** Opening Text block block **

Small communities in the South Okanagan are doing what they can to reduce the risk of a COVID-19 outbreak among Quebec orchard workers who are arriving for the region’s fruit-growing season.
The Town of Oliver says Emergency Management BC has provided funding to the town’s emergency operations centre to implement temporary measures in response to COVID-19.
Porta potties equipped with hand-washing stations will be installed at the town-owned lot on Main Street, the Visitor Information Centre and the empty lot on Station Street, adjacent to the food bank, for domestic farm workers and vulnerable citizens.
Bilingual signage will be installed in parks, ball fields, beaches plus hiking and biking trails that speak to physical distancing and where to call if you are experiencing COVID-19 symptoms.
Park ambassadors will also be hired for the month of May, working 7 days per week, to patrols parks, disinfect surfaces, and provide education on social distancing.
Concerns about a potential community outbreak have been growing as up to 1,500 out-of-province domestic workers, many of whom hail from Quebec, are expected to flood into the South Okanagan in the coming weeks in search of short-term work on farms, fields and orchards.
Quebec is the worst hit province in the country, with more than 26,000 lab-confirmed cases of COVID-19, according to the Public Health Agency of Canada. Just over 2,000 cases have been reported in B.C.
The Ministry of Agriculture says out-of-province domestic farm workers are not required to self-isolate for 14 days upon arrival in B.C., unlike temporary foreign workers who must undergo a mandatory 14-day quarantine upon entry to B.C., which is being overseen and paid for by the provincial government.
No inter-provincial travel restrictions are currently in place.
Farmers are also not required to provide housing to Quebec fruit pickers, as they are for foreign workers. The transient nature of the farm work often sees domestic farm labourers camp in orchards or along river banks, sometimes without access to washroom and shower facilities.
Martin Johnansen, Oliver’s mayor, is supportive of the Regional District of Okanagan-Similkameen (RDOS) taking over operations of the sanctioned fruit-growers camp north of the town, called Loose Bay.
The Loose Bay Campground Society, concerned about liability and a lack of resources to implement COVID-19 protocols, dissolved earlier this week. The RDOS will take control and assume liability of the camp, which is slated to open on Friday.
“I think the requirements around the COVID-19 pandemic were very onerous for a society to be taking on, in particular, having to hire additional staff to manage the situation, and the RDOS is in a much better position to take that on,” Johansen said.
Mark Woods, community services manager for the RDOS, said the regional district is in the process of hiring a COVID-19 co-ordinator for the camp and developing procedures if a camper were to present COVID-19 symptoms.
“Whether or not they are housed on site and supported at the Loose Bay site or if we look at using hotel rooms,” Woods said. “With the heightened level of risk associated with COVID, I think it’s appropriate we are there to support them.”
There is also discussion about having a mobile COVID-19 testing site available for campers.
Camp operators anticipate up to 40 fruit pickers could arrive at the campground in the coming weeks and the maximum capacity is over 300 people.

** Closing Text block block **
** Opening Excerpted data block **

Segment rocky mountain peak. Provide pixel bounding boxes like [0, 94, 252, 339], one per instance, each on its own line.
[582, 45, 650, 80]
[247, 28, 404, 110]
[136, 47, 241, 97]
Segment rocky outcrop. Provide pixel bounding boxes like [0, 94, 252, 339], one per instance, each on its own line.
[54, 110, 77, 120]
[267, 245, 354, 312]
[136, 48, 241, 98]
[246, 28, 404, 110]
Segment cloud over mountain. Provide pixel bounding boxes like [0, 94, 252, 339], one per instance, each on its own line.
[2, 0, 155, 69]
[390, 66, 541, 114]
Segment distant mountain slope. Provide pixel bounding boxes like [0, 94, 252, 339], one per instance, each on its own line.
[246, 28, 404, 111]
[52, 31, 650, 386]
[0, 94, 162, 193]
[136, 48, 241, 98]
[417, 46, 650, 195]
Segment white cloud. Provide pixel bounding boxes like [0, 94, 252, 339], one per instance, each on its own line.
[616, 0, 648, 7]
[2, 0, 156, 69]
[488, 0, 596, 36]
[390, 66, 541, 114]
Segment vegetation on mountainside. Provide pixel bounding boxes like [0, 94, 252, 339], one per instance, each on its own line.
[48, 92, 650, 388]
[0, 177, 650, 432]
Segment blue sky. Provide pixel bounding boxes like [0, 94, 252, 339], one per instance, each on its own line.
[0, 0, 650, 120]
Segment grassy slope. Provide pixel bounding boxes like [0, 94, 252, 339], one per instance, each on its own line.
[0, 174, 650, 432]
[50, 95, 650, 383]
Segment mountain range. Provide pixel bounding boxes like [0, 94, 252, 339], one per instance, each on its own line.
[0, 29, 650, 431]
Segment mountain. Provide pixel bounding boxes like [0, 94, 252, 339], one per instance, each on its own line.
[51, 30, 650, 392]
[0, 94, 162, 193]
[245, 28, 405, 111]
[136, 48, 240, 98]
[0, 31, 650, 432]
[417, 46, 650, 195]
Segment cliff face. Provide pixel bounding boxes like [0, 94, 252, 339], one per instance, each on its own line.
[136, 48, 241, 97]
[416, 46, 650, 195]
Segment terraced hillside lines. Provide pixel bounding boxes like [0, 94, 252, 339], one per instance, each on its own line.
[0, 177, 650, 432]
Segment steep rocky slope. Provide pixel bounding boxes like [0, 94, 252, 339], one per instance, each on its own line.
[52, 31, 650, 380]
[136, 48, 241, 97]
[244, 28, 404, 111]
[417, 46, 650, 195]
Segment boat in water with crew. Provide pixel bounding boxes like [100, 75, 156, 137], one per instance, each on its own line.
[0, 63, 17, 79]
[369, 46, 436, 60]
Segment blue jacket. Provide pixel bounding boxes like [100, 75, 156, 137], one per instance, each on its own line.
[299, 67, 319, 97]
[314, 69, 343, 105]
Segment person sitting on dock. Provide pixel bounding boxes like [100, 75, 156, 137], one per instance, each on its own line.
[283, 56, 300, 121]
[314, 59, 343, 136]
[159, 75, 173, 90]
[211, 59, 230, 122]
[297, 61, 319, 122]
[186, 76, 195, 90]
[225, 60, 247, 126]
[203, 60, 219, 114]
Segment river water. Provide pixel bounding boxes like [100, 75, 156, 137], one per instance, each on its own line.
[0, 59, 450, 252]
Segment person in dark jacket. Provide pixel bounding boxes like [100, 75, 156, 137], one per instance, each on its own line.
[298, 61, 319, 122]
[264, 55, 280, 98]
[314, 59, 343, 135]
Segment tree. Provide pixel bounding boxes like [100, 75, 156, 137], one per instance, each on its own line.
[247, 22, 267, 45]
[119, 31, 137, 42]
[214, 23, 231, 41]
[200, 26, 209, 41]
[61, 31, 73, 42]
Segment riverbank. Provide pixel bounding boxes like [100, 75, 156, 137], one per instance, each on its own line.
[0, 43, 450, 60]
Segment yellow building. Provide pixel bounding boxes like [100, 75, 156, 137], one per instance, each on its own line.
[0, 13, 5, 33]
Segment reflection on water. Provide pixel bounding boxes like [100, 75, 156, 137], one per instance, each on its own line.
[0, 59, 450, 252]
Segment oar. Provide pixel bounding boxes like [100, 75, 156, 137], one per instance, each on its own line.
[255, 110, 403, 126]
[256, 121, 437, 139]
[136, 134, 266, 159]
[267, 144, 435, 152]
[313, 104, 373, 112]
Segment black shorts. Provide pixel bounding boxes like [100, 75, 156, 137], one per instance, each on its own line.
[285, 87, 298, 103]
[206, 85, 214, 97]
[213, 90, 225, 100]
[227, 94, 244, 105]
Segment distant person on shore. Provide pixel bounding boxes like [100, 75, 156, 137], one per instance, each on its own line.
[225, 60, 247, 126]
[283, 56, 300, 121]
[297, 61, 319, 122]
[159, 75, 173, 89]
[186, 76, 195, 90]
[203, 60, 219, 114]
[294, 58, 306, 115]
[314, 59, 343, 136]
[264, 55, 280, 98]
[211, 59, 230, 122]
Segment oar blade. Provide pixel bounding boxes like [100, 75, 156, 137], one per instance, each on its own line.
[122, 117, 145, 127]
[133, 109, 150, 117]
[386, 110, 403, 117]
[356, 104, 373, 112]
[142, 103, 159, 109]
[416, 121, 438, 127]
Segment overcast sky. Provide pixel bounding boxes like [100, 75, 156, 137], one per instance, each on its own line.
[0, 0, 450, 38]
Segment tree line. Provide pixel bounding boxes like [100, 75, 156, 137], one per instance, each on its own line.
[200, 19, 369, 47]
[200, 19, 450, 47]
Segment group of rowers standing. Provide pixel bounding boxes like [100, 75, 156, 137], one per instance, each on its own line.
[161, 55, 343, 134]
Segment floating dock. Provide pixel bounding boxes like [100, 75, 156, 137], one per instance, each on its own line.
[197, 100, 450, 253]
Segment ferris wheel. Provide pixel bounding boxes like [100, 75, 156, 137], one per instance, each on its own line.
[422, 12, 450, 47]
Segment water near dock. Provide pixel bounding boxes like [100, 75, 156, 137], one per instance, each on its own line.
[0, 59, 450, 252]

** Closing Excerpted data block **
** Opening Excerpted data block **

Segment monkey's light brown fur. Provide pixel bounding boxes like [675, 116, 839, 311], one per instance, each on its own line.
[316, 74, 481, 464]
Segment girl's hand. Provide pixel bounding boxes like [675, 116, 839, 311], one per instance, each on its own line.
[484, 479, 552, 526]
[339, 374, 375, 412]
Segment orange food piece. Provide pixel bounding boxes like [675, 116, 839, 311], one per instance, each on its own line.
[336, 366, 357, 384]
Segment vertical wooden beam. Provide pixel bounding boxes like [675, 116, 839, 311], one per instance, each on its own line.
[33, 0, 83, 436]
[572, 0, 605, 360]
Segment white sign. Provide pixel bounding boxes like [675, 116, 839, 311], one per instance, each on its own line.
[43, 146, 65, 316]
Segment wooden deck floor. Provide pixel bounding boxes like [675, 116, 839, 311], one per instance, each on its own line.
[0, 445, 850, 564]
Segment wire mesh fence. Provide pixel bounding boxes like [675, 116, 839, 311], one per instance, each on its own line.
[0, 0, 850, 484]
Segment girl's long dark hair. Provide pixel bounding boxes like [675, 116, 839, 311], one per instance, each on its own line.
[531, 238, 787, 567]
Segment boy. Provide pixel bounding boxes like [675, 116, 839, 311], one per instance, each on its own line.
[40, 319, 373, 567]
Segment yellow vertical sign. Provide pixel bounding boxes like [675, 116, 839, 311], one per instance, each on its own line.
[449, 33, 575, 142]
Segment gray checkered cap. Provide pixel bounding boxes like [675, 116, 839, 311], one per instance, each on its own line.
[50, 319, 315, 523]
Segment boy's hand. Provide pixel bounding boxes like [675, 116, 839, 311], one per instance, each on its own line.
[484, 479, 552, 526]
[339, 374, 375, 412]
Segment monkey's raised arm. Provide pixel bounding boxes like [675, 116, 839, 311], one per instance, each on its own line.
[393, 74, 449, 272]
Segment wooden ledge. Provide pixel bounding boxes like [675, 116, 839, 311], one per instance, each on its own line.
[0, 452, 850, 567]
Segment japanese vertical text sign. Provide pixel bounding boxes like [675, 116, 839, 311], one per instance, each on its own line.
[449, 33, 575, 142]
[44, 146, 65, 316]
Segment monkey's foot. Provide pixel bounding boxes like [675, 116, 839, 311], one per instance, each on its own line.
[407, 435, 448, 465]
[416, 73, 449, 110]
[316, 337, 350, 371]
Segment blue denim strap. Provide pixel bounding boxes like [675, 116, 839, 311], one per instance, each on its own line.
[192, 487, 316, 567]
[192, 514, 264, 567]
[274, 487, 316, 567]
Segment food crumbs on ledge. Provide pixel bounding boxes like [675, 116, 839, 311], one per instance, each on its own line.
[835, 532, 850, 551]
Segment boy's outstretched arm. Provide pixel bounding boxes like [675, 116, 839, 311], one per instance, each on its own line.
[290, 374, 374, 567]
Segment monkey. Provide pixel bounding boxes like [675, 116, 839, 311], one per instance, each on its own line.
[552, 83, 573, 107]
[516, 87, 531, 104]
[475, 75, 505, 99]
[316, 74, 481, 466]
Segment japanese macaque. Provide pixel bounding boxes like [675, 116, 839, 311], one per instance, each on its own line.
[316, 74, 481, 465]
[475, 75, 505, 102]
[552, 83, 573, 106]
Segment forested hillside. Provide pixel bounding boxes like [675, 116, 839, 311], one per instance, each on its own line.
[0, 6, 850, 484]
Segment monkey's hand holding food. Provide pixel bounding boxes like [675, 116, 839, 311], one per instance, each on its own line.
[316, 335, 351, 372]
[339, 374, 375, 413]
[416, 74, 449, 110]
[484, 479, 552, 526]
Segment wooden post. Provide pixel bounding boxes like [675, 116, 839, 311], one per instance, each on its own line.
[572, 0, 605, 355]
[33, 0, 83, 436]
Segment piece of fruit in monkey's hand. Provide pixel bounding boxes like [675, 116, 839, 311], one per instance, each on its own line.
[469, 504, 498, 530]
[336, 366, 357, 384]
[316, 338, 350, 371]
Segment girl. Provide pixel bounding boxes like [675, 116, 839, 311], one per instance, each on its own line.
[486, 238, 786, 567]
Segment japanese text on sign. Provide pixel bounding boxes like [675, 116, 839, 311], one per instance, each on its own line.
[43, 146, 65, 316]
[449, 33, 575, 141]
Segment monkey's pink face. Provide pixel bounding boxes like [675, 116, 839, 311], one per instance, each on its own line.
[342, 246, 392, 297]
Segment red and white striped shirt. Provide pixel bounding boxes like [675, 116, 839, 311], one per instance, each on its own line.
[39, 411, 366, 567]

** Closing Excerpted data block **

Reproduce the section of the South Okanagan COVID-19 article that starts with "The Town of" and continues through "and vulnerable citizens.", swapping "Porta potties" for "Portable toilets".

The Town of Oliver says Emergency Management BC has provided funding to the town’s emergency operations centre to implement temporary measures in response to COVID-19.
Portable toilets equipped with hand-washing stations will be installed at the town-owned lot on Main Street, the Visitor Information Centre and the empty lot on Station Street, adjacent to the food bank, for domestic farm workers and vulnerable citizens.